Your instructions: Write out again only the lines running from the one that contains "Where can the red stamen" to the end of the records below, including both the first and the last.

Material supplied:
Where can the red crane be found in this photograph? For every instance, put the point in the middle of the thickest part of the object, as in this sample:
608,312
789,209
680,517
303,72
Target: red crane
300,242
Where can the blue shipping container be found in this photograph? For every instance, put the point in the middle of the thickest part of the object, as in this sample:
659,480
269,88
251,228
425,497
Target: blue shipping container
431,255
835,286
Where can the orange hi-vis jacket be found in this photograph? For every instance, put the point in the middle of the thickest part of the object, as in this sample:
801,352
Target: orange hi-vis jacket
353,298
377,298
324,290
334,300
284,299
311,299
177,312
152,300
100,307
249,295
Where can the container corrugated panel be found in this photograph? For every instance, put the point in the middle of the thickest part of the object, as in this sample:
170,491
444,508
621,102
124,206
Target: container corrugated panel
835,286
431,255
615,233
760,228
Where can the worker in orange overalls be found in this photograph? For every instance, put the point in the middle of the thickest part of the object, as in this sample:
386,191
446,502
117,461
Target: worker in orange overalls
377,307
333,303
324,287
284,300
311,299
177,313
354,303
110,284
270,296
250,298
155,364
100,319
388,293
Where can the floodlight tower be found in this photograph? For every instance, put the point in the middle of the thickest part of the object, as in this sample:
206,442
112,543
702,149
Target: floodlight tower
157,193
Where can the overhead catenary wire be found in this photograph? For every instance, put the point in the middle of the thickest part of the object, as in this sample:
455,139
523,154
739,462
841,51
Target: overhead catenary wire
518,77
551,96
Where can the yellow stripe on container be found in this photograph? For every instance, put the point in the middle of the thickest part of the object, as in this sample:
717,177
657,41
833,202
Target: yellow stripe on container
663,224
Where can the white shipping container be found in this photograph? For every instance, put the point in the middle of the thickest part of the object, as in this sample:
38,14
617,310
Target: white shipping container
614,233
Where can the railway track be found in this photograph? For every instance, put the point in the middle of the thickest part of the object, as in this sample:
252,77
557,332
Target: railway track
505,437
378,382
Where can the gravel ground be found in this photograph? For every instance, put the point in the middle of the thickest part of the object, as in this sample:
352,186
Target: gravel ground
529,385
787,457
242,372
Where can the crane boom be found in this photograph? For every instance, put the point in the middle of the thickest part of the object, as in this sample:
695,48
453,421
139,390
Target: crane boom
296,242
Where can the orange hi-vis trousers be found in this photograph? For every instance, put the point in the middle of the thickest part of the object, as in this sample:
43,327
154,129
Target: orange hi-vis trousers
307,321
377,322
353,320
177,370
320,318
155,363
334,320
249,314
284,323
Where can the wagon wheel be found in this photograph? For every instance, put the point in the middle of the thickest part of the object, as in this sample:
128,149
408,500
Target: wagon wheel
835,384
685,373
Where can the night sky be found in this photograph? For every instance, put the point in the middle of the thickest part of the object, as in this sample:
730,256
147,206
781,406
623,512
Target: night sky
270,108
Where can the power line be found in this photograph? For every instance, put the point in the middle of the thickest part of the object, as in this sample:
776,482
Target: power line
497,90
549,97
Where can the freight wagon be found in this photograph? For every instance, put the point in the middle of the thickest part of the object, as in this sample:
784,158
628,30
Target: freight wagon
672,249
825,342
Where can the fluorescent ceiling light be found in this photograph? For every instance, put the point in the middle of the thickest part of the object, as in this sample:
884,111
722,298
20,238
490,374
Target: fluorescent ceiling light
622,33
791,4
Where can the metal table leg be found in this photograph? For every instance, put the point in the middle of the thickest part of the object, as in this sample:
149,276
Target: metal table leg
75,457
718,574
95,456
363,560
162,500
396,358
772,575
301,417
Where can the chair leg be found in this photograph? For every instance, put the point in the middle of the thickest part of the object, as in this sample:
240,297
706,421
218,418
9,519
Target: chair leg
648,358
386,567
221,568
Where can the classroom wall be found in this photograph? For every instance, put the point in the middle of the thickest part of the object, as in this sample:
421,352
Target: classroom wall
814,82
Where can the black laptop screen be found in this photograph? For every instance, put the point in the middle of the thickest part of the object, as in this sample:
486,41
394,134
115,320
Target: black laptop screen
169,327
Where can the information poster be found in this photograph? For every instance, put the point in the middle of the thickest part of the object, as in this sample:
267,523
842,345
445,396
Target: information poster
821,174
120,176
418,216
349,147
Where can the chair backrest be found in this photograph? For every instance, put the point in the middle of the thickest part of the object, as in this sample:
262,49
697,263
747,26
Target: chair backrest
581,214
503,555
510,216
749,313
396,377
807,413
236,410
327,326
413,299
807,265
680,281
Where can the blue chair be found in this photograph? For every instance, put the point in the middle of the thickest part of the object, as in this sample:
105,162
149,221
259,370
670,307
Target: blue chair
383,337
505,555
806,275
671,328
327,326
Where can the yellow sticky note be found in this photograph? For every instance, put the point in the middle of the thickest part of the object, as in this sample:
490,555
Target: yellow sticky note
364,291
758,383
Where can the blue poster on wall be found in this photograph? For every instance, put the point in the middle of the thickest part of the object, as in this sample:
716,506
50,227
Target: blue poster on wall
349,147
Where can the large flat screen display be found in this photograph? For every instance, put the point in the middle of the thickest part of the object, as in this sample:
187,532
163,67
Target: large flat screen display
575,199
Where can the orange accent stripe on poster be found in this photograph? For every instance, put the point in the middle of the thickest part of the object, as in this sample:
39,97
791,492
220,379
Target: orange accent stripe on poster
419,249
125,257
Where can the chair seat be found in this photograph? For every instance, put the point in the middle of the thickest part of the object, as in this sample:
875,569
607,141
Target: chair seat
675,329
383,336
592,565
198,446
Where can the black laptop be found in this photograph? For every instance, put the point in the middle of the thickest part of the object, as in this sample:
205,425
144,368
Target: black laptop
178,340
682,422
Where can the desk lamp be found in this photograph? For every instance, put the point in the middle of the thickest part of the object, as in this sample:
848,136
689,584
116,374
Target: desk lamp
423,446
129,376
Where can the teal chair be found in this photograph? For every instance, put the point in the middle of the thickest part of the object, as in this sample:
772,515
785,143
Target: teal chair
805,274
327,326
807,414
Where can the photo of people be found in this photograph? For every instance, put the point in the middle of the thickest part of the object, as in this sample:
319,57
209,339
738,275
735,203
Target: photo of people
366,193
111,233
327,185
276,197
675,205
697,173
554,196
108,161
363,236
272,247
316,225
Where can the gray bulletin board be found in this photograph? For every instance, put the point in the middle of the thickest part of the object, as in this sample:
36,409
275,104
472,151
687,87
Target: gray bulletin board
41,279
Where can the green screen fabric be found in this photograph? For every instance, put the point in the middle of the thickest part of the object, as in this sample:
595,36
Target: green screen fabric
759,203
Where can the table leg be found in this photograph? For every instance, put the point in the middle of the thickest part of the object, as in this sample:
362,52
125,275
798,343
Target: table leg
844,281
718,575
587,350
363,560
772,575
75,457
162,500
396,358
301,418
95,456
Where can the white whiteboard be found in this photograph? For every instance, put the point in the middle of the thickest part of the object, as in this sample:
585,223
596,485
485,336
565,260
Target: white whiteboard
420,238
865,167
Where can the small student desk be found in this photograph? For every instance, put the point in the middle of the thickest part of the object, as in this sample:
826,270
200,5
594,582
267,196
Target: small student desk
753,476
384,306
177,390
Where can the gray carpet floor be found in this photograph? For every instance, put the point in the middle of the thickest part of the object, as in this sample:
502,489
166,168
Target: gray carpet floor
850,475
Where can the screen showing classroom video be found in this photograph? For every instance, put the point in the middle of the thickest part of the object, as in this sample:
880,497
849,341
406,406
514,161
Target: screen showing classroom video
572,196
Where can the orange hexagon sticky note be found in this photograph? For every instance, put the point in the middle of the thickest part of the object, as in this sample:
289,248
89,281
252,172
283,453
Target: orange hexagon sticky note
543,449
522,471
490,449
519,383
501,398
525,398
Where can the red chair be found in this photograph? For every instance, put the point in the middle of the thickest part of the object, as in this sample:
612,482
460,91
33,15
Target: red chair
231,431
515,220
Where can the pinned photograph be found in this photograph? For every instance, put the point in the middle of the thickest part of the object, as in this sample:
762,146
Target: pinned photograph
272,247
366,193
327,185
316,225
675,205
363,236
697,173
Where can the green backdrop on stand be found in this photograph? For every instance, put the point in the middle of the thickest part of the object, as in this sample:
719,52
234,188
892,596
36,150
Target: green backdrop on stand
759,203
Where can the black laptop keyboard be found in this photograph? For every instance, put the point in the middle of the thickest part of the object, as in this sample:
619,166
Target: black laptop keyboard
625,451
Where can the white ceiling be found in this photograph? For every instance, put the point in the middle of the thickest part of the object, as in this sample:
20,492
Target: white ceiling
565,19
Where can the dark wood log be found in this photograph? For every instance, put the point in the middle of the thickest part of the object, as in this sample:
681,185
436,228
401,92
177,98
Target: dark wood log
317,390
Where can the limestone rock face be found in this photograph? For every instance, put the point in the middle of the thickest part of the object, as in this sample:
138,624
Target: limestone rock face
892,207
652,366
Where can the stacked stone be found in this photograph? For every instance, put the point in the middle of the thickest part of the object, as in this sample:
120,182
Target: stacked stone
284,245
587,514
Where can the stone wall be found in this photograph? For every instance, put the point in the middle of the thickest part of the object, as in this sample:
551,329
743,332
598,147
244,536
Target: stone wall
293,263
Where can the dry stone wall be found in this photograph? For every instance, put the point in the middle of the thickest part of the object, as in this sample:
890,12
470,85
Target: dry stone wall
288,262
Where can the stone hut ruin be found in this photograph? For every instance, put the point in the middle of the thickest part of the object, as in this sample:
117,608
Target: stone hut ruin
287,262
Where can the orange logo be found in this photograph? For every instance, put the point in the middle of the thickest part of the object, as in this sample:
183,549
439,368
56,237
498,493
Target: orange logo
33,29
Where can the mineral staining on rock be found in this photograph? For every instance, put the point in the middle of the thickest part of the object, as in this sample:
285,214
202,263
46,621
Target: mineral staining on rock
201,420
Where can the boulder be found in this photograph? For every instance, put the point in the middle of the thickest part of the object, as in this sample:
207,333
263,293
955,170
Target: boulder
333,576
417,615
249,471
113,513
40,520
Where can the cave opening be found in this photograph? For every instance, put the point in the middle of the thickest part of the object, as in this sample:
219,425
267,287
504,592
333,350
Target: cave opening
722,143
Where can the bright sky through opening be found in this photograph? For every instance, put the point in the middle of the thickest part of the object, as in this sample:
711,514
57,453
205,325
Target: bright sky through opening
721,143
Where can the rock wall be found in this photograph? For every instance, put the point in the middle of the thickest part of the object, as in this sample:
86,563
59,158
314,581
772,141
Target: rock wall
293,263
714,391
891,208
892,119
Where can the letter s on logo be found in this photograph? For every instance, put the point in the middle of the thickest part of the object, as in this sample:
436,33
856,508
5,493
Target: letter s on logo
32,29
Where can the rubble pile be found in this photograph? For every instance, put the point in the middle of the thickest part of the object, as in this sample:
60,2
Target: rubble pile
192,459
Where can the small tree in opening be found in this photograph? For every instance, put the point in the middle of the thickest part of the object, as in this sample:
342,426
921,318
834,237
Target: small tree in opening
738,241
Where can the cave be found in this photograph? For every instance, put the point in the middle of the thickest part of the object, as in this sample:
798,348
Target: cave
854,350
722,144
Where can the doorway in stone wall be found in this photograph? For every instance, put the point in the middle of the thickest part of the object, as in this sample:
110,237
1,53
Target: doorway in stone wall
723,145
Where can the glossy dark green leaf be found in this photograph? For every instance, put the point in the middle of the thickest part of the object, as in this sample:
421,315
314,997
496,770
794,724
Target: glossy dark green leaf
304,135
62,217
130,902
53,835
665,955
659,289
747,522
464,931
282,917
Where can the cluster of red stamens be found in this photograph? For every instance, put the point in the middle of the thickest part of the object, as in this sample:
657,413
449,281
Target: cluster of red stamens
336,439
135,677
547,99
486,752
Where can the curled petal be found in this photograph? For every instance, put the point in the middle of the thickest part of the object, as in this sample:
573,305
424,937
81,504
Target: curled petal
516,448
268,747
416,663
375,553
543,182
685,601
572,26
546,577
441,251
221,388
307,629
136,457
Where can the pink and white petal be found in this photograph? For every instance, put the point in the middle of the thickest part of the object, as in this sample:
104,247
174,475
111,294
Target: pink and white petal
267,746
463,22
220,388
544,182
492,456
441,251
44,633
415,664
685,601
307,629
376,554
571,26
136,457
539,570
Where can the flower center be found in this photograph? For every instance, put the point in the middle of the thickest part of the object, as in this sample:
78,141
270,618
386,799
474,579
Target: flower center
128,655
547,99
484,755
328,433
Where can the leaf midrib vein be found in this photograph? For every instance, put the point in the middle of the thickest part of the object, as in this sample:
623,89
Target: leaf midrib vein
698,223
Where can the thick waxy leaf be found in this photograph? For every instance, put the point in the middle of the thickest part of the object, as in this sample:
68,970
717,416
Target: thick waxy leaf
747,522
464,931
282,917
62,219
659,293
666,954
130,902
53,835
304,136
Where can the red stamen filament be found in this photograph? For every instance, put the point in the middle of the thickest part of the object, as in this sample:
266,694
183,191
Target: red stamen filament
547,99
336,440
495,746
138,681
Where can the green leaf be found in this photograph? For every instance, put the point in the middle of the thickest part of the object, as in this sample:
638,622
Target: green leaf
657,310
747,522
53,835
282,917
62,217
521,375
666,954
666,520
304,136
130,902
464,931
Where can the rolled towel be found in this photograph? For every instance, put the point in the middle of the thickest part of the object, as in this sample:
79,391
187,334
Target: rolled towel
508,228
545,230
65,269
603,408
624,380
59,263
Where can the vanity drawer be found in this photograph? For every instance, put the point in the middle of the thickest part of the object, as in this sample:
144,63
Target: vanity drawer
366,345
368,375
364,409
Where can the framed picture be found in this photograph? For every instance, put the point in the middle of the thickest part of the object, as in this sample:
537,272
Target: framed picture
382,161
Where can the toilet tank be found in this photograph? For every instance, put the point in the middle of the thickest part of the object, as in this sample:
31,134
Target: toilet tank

Written response:
Where can the red stamen filament be found in this photograph? For every instance, put the point in the middle of the thickest part of the object, as in this sample:
266,694
183,191
Target: red stamen filament
547,99
336,440
495,746
138,681
Where can the green leaf be found in this photograph? For every instance, put the point in the middle of the thickest part of the object, as in this sample:
638,622
Target: green leaf
657,310
747,522
53,835
282,917
62,217
521,375
666,954
666,520
304,136
130,902
464,931
Where can the rolled towel be found in this photograph? For every instance, put the point in the middle of the thickest part of the object, as in this sample:
79,391
187,334
Target: rolled towel
508,228
545,230
65,269
603,408
624,380
59,263
Where can the vanity drawer be found in this photograph? For every instance, put the point in the middle of the thickest part of the object, as in this sample:
144,63
Target: vanity drawer
366,345
368,375
364,409
Where can the framed picture be found in this photograph? For every instance, put the point in the middle of the thickest part of the object, as in this sample:
537,272
Target: framed picture
382,161
Where can the toilet tank be found in this photograph? For every instance, put the point in the middle of the thickest part of the object, as in this sample:
31,134
Target: toilet tank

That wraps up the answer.